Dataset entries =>
◆ ◆ ◆

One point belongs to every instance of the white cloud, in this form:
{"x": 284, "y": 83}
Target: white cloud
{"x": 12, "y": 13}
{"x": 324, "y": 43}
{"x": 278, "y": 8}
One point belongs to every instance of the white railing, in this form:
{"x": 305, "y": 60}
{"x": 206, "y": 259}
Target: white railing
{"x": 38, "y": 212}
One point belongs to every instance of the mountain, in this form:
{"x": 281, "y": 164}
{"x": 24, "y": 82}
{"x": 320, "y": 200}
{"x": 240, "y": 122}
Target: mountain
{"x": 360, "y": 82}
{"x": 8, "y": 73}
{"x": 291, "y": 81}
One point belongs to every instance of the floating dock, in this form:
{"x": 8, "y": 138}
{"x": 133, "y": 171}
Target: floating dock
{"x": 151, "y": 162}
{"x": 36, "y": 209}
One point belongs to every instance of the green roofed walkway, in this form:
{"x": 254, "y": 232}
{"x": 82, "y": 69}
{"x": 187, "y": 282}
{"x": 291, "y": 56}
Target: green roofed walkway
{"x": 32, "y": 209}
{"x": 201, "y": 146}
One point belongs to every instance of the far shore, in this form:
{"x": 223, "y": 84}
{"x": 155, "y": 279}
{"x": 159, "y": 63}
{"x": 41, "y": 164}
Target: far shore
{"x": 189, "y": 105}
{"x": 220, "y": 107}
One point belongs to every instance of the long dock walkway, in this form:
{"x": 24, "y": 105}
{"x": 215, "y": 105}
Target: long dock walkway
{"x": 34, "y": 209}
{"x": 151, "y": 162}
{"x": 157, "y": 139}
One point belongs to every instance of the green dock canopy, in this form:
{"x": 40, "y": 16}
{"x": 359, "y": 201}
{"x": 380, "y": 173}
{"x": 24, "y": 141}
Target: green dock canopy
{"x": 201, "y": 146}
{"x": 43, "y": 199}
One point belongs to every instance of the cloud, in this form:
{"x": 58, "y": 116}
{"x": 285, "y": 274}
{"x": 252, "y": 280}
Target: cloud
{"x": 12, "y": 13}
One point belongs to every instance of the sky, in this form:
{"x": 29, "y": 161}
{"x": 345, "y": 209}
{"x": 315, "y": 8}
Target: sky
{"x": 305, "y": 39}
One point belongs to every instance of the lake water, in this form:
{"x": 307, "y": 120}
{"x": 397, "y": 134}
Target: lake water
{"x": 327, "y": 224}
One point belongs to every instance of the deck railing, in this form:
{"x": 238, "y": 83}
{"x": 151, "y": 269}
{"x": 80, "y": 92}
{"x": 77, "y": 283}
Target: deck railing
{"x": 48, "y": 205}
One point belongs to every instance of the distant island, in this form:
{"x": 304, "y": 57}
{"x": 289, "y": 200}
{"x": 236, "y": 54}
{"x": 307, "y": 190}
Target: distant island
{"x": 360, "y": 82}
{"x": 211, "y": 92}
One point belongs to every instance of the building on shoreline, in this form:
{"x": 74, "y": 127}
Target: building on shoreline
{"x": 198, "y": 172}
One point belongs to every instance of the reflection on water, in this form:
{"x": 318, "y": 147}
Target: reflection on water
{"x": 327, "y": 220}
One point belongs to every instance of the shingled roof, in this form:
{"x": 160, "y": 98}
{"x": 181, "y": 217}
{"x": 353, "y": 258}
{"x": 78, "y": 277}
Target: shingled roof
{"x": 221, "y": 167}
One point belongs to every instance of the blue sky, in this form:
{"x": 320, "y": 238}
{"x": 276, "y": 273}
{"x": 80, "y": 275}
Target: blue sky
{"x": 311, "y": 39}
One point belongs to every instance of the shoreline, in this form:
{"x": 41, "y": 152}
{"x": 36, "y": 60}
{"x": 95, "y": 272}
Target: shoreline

◆ ◆ ◆

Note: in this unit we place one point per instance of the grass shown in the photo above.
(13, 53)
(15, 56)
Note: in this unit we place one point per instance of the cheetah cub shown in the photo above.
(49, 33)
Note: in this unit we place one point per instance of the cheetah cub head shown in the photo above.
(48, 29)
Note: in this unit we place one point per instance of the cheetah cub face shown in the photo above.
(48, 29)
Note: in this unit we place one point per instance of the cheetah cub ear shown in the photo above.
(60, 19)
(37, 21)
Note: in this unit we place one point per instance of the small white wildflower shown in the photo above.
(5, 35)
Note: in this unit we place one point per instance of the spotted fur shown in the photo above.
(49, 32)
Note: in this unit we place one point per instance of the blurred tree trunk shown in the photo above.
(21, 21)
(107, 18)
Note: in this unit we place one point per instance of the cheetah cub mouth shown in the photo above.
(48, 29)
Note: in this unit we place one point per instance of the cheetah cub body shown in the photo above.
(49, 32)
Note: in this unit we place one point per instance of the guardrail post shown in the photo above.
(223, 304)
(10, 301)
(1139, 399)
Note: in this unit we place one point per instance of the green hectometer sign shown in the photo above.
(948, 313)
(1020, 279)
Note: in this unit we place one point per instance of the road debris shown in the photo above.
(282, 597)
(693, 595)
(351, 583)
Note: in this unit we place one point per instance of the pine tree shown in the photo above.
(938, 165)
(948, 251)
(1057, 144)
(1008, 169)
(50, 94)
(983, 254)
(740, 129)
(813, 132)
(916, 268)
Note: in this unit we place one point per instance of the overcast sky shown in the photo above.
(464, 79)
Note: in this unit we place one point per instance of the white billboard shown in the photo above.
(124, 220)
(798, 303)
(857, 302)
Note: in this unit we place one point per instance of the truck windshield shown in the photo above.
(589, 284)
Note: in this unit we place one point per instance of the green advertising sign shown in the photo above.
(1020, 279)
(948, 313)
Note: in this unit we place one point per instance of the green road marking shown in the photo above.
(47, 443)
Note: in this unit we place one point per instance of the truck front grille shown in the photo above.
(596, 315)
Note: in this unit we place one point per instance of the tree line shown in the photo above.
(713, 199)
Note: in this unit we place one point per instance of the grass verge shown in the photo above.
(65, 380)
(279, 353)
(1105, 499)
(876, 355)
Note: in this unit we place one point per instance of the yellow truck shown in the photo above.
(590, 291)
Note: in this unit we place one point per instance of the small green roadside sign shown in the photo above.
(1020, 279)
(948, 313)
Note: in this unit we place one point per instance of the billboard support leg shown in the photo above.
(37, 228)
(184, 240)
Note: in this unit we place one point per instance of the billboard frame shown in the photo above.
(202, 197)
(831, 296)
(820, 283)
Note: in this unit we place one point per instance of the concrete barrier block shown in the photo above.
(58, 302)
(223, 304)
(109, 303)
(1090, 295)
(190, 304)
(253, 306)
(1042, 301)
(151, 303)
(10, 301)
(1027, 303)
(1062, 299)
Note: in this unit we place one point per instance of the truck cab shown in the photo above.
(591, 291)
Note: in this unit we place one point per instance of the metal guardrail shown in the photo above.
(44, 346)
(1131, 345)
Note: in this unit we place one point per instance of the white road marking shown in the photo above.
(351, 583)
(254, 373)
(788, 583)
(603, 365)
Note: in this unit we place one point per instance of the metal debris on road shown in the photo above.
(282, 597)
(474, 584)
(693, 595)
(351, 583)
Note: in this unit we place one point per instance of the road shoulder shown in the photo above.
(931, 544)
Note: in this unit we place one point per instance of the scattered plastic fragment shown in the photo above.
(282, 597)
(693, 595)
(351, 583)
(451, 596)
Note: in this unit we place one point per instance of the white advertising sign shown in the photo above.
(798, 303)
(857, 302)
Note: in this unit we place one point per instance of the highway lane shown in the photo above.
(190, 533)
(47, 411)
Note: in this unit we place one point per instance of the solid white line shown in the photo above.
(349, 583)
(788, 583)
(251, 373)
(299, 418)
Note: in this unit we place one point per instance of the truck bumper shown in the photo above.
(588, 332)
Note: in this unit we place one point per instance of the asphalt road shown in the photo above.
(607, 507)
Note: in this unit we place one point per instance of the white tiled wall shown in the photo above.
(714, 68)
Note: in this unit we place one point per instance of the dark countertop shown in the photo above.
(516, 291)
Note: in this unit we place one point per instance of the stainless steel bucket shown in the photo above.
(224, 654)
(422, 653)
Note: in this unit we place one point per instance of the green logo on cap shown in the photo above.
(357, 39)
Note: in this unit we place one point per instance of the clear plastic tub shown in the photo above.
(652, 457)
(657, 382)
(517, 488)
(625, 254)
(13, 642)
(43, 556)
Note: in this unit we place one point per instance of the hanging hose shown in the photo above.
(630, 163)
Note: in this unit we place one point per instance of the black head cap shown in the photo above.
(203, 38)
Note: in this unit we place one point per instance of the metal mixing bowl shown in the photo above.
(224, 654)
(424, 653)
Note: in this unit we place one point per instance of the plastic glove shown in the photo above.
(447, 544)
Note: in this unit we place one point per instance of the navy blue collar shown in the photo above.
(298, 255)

◆ ◆ ◆

PROBLEM REQUIREMENTS =>
Beginning at the line with "Target: blue sky" and ending at the line with "Target: shoreline", reproduce each line of the data above exactly, and add no other lines.

EXERCISE RESULT =>
Target: blue sky
{"x": 311, "y": 39}
One point belongs to every instance of the shoreline, in this form:
{"x": 41, "y": 152}
{"x": 36, "y": 60}
{"x": 95, "y": 272}
Target: shoreline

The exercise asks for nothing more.